_STATED GOAL 1_
Please report every line of the listing that contains the string "shadowed", where case counts.

_TEXT_

And so as we mine into your philosophies, I’m going to get into some brass tacks, a lot of specific stuff that I want to know– and I’m sure a lot of people want to know– about how you moved from being unsuccessful to being successful, or from poor to poor no more. So here we go.
-What time do you wake up every day, my friend?
-Around 5 o’clock.
-Monday, Tuesday, Wednesday, Thursday, Friday, Saturday, and Sunday?
-Even on Sunday, you get up at 5:00?
-I wake up at 5:00. That’s what you asked. You said, what time do I wake up every day. 5:00.
-OK. So 5 o’clock. Now, when you wake up, how do you organize your day? What is your process?
-The first thing I do is I become reflective, because I am so thankful to be alive.
-And I want to ask you this– this might be a stupid question, but I want to know. Are you in the kitchen? Are you sitting there at the kitchen going, I am thankful. Or do you walk around? Do you go for a walk? Do you sit down at your study? Where do you go?

_RECORD EXCERPTS_
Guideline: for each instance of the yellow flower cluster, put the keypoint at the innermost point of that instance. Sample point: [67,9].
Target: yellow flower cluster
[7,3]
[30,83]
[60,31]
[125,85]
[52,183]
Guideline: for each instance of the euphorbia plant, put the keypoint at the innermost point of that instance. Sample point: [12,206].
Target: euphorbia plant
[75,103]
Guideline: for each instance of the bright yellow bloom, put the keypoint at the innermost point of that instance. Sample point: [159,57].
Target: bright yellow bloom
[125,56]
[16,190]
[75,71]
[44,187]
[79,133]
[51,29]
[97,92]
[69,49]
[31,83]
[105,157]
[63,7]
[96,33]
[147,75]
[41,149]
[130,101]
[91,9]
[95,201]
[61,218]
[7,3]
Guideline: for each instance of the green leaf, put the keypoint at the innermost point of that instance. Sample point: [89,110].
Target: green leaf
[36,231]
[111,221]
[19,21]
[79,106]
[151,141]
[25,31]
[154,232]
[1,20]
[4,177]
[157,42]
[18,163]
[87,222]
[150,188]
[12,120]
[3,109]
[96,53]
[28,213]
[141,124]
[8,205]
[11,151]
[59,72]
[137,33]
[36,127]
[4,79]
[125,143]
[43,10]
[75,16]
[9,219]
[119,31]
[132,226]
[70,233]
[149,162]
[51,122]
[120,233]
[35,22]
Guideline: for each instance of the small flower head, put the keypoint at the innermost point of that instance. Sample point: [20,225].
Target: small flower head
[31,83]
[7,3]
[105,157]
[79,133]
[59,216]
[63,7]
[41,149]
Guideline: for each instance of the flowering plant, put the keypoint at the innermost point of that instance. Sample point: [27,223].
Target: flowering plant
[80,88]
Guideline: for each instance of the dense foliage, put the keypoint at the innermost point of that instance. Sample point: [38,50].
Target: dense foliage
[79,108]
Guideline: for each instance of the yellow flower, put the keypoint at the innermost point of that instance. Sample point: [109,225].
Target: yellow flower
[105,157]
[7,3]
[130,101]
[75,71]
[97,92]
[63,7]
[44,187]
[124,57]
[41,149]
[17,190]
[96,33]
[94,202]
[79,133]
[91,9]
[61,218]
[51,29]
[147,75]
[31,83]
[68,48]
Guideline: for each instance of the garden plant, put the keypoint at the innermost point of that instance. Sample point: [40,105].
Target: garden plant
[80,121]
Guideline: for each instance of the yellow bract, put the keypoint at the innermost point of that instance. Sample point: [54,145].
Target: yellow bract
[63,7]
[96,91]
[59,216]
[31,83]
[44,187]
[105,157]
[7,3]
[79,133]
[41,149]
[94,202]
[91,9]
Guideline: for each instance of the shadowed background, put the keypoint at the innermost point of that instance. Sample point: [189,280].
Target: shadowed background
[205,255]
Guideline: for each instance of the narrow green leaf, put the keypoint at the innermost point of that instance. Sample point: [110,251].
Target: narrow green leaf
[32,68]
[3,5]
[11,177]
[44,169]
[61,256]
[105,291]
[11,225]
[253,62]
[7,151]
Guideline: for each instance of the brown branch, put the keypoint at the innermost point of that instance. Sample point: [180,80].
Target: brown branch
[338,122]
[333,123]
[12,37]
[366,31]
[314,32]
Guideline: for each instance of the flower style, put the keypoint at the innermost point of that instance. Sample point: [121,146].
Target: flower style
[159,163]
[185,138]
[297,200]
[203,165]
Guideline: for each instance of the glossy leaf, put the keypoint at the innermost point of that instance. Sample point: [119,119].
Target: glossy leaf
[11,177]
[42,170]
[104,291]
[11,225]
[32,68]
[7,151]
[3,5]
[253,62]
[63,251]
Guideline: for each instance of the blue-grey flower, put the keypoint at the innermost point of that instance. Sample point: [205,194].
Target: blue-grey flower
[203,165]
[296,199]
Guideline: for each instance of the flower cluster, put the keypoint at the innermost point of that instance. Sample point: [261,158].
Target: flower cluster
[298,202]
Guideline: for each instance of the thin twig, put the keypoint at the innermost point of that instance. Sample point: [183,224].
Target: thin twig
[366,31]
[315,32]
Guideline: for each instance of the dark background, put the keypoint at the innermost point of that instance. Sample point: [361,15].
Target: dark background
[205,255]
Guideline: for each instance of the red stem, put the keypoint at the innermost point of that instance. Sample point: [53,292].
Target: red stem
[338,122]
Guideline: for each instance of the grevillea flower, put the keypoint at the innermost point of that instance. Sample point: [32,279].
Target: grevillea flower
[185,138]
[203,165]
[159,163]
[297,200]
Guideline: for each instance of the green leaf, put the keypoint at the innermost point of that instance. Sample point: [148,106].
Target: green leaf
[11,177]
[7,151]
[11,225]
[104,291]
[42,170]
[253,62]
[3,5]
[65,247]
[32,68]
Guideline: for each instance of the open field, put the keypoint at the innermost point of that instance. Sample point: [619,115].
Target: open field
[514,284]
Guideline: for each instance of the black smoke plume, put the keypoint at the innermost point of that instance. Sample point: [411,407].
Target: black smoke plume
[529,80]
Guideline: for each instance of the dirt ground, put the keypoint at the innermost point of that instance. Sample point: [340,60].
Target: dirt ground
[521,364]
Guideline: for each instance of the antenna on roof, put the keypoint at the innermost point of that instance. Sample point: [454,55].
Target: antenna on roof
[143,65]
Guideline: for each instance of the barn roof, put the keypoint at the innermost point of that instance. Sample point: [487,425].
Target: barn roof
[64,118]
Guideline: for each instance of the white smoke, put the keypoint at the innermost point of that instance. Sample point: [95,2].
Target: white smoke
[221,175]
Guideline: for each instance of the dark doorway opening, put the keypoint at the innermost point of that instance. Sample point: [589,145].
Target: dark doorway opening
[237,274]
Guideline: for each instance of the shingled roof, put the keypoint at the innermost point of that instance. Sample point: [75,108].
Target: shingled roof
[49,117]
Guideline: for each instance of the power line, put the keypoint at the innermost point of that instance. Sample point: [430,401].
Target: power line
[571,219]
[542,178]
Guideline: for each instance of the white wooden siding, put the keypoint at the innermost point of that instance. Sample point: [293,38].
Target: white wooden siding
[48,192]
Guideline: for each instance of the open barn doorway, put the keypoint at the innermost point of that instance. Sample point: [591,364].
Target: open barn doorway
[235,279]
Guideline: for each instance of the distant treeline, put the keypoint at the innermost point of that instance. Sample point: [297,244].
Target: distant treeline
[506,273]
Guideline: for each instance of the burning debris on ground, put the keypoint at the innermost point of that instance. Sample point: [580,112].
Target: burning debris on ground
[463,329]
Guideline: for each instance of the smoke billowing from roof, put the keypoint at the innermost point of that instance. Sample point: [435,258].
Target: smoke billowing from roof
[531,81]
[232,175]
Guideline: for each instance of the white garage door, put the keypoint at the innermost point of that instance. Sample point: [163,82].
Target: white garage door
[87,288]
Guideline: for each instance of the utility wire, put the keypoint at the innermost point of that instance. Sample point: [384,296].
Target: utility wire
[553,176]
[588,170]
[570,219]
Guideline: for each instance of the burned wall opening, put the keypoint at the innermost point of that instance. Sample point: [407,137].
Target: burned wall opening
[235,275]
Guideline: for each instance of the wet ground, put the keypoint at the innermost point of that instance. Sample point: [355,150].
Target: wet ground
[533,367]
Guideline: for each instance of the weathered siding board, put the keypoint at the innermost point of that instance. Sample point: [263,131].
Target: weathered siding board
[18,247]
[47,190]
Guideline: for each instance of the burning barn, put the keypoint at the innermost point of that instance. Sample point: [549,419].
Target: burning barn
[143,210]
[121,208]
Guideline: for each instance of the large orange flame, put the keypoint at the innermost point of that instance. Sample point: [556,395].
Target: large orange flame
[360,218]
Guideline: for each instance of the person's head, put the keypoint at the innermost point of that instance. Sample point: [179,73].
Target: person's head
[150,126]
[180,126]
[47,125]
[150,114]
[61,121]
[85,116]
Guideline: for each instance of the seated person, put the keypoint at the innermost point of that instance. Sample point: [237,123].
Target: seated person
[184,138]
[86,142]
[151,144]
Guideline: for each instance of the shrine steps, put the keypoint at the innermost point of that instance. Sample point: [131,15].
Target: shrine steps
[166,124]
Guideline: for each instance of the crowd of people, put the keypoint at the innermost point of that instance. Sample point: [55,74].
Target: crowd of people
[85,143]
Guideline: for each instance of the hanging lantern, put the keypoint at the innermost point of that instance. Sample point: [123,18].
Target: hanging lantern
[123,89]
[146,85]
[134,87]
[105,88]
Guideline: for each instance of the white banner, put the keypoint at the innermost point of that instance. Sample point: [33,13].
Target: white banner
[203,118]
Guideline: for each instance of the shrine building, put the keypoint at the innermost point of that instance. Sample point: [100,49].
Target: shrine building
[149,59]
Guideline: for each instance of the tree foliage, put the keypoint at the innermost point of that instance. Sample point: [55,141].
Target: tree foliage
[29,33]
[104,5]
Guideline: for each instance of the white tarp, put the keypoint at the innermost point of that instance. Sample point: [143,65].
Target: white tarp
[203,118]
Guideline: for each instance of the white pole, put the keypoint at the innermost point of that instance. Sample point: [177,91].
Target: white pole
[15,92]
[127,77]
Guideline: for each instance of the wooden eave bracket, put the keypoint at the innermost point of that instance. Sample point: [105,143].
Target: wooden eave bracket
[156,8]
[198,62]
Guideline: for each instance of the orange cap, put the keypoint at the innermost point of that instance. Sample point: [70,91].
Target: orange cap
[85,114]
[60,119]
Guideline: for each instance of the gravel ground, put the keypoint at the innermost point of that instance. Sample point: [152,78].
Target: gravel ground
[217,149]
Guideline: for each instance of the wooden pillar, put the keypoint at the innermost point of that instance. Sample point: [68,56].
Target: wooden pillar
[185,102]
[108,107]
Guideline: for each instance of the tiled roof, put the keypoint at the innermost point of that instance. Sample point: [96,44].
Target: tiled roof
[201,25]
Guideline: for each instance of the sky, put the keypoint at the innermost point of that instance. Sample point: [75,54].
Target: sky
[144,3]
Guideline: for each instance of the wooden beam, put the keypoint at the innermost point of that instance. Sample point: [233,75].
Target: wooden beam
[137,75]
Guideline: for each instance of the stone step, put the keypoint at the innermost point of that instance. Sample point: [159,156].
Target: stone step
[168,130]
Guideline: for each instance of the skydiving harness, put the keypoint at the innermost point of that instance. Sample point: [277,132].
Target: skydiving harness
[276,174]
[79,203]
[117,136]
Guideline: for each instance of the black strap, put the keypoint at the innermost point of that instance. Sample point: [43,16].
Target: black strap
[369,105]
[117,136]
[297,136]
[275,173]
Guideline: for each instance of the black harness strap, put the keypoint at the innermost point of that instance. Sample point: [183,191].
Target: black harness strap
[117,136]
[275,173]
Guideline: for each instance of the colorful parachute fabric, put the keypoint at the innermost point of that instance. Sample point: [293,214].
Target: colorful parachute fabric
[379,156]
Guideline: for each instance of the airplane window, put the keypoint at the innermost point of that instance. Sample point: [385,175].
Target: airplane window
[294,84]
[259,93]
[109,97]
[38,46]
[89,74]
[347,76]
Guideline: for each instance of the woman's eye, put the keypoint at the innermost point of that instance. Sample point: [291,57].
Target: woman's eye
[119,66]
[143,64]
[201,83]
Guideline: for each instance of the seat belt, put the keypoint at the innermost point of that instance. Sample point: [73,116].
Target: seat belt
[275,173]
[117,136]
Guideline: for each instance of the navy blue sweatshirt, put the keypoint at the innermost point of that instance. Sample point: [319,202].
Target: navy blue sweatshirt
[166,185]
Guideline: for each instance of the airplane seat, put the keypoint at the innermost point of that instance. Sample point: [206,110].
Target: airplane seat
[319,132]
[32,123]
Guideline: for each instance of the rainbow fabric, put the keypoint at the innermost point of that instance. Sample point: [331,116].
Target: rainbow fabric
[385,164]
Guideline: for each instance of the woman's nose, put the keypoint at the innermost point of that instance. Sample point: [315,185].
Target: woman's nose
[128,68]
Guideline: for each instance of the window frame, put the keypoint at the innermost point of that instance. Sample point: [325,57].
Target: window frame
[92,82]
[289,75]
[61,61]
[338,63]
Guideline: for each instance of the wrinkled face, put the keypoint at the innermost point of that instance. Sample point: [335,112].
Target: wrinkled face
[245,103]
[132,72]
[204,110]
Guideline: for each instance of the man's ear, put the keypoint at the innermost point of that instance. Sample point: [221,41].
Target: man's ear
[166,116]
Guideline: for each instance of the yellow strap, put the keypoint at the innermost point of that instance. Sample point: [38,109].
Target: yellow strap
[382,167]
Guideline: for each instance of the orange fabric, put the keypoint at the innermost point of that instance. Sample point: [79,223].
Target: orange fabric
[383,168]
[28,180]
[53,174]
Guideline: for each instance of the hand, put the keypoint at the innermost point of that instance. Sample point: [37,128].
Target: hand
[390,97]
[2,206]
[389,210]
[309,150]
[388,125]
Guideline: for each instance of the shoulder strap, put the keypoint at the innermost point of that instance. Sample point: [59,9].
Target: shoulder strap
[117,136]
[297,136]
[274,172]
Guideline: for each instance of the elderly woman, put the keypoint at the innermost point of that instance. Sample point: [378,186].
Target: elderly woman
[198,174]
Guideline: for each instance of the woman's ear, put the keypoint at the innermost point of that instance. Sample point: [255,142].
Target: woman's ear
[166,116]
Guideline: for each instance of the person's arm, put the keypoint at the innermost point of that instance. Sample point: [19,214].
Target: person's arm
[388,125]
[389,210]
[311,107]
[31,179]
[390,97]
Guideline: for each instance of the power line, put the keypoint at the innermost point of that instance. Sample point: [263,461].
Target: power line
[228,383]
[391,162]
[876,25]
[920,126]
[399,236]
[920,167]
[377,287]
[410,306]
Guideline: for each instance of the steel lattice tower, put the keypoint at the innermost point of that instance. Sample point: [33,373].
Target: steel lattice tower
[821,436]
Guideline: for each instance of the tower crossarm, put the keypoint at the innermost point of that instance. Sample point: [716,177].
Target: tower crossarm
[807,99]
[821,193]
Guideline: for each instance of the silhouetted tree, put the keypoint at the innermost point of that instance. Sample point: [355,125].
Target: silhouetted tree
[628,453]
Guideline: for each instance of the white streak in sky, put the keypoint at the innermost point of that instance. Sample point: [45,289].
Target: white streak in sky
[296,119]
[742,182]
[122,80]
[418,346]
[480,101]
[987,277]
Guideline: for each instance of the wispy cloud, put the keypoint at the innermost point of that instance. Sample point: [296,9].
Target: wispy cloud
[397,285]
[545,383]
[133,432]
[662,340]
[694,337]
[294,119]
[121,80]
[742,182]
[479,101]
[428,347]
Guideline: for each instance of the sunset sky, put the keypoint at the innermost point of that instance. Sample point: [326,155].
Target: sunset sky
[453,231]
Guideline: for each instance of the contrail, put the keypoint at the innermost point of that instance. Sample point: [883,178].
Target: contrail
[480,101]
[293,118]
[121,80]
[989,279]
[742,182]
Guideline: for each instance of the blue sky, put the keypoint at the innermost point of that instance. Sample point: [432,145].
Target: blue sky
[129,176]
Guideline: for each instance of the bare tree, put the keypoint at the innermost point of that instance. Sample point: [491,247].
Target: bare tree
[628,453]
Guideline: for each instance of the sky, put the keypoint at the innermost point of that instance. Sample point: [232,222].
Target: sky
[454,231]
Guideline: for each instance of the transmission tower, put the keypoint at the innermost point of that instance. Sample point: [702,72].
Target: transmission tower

_STATED GOAL 2_
Write out the interview again, starting with "-Around 5 o’clock." and going on through "Where do you go?", with "kitchen" replaced by "garden".

_TASK RESPONSE 1_
Guideline: for each instance of the shadowed background, put the keypoint at the innermost point of that instance. Sample point: [189,280].
Target: shadowed background

_TASK RESPONSE 2_
-Around 5 o’clock.
-Monday, Tuesday, Wednesday, Thursday, Friday, Saturday, and Sunday?
-Even on Sunday, you get up at 5:00?
-I wake up at 5:00. That’s what you asked. You said, what time do I wake up every day. 5:00.
-OK. So 5 o’clock. Now, when you wake up, how do you organize your day? What is your process?
-The first thing I do is I become reflective, because I am so thankful to be alive.
-And I want to ask you this– this might be a stupid question, but I want to know. Are you in the garden? Are you sitting there at the garden going, I am thankful. Or do you walk around? Do you go for a walk? Do you sit down at your study? Where do you go?